START Source data

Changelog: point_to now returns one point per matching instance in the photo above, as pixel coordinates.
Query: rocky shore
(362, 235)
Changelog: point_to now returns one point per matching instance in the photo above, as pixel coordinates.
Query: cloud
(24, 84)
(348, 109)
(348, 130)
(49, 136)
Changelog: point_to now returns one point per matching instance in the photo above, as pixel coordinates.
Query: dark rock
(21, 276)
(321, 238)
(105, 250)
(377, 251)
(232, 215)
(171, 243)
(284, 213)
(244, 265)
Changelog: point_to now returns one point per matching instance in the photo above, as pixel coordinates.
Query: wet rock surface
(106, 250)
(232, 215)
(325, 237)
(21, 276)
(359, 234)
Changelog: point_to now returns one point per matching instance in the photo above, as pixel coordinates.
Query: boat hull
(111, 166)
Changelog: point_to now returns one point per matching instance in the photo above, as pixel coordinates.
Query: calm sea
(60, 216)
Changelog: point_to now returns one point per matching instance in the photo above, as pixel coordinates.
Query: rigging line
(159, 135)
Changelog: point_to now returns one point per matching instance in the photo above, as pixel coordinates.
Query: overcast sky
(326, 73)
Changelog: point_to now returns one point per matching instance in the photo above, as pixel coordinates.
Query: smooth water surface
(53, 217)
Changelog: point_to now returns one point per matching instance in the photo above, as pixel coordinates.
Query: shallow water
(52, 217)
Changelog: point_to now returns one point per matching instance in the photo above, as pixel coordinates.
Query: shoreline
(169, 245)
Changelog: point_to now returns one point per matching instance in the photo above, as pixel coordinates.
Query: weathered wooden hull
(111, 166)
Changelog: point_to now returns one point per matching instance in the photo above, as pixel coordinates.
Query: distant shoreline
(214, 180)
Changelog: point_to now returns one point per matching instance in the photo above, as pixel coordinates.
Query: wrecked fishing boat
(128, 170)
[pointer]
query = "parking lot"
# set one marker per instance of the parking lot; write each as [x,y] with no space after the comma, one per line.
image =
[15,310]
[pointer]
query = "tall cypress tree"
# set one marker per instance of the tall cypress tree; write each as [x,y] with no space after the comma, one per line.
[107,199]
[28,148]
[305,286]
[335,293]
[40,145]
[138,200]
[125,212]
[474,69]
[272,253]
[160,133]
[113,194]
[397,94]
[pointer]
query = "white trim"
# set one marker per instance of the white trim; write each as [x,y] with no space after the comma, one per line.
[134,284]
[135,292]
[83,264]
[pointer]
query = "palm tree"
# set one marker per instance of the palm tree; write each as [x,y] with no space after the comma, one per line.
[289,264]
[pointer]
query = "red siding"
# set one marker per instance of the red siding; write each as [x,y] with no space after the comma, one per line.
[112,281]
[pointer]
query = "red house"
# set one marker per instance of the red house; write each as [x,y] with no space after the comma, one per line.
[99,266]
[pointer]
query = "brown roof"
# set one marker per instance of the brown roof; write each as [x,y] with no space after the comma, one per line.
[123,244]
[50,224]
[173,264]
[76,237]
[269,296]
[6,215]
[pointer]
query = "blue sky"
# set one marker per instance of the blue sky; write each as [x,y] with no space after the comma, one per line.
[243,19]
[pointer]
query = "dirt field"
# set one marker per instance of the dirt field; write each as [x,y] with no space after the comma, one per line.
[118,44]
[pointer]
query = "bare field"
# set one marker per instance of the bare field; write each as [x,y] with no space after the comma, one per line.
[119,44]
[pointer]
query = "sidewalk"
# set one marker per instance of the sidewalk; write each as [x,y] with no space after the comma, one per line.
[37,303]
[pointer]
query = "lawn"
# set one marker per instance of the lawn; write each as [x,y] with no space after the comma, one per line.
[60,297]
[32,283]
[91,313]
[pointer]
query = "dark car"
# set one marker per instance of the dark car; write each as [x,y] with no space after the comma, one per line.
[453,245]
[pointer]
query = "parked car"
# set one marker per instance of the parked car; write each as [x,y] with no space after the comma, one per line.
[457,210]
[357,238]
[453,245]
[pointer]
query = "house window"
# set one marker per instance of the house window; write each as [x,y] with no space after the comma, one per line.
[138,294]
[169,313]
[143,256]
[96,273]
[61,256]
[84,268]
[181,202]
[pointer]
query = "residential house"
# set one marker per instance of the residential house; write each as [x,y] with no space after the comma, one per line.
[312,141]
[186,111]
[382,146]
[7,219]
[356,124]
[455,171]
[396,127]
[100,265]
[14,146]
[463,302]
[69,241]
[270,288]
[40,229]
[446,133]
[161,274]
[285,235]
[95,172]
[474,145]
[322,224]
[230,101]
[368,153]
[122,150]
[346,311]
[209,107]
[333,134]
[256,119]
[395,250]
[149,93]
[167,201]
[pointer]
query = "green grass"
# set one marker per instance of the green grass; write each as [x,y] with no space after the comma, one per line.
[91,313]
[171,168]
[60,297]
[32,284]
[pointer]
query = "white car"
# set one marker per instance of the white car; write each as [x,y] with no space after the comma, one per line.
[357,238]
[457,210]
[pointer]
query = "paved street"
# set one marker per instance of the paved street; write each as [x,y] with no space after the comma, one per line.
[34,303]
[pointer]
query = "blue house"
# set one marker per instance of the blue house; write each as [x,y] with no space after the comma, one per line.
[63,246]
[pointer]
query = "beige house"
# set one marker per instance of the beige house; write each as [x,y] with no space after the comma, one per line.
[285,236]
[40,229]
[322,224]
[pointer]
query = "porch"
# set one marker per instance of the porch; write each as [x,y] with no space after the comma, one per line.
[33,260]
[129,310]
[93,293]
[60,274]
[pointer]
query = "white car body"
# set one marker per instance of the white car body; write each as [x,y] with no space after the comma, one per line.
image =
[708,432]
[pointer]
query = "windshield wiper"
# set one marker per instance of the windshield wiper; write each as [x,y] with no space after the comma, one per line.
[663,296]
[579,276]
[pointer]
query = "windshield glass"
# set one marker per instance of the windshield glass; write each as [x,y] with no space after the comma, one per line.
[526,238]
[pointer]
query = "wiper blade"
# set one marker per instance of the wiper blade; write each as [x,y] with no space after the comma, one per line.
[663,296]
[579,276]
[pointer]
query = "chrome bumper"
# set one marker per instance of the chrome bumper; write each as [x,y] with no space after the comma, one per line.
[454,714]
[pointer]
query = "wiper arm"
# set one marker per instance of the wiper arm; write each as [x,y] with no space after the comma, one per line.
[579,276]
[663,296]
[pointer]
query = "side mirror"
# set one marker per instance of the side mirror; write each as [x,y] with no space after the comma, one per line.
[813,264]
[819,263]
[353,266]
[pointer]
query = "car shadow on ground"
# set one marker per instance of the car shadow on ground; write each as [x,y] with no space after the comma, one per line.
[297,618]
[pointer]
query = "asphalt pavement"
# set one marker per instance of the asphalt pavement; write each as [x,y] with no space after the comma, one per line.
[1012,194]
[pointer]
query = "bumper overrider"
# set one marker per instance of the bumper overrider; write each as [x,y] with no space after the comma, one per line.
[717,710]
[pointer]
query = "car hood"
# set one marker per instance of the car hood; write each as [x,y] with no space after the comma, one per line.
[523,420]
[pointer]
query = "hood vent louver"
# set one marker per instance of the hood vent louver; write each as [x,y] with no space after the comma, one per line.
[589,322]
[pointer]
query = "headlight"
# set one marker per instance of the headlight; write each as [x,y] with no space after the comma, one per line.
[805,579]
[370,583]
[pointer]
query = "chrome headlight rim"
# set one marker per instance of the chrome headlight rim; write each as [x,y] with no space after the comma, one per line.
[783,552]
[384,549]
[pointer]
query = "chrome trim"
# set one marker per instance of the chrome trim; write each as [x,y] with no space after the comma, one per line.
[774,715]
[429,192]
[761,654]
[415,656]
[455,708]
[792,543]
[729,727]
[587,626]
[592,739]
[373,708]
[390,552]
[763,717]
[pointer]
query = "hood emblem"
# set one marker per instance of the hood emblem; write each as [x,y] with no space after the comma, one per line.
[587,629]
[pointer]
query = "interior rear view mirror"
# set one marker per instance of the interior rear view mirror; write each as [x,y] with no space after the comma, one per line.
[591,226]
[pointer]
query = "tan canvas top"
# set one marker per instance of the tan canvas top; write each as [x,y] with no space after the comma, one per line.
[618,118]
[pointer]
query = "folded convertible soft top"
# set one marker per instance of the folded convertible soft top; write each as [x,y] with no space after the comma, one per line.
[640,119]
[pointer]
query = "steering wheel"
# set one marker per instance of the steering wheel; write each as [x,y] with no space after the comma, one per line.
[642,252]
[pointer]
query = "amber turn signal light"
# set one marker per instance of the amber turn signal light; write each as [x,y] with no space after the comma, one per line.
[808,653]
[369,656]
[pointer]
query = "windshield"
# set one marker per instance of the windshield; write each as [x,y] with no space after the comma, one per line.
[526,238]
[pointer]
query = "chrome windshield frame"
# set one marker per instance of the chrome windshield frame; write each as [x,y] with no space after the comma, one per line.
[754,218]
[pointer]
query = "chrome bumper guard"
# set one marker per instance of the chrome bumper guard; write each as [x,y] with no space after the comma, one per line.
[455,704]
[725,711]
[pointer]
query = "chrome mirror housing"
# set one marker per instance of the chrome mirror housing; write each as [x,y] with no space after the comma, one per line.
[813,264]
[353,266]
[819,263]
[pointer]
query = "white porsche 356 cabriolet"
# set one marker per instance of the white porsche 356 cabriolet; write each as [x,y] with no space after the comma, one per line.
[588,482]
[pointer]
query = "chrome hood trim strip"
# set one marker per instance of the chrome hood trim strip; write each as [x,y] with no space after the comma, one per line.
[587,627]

END Source data

**What you are asked to do**
Find the lines above that contain the word "body" and collect them.

**Task result**
query = "white car body"
# set one marker per instance of the white car body; write each as [x,y] with no space after the comma, one per line.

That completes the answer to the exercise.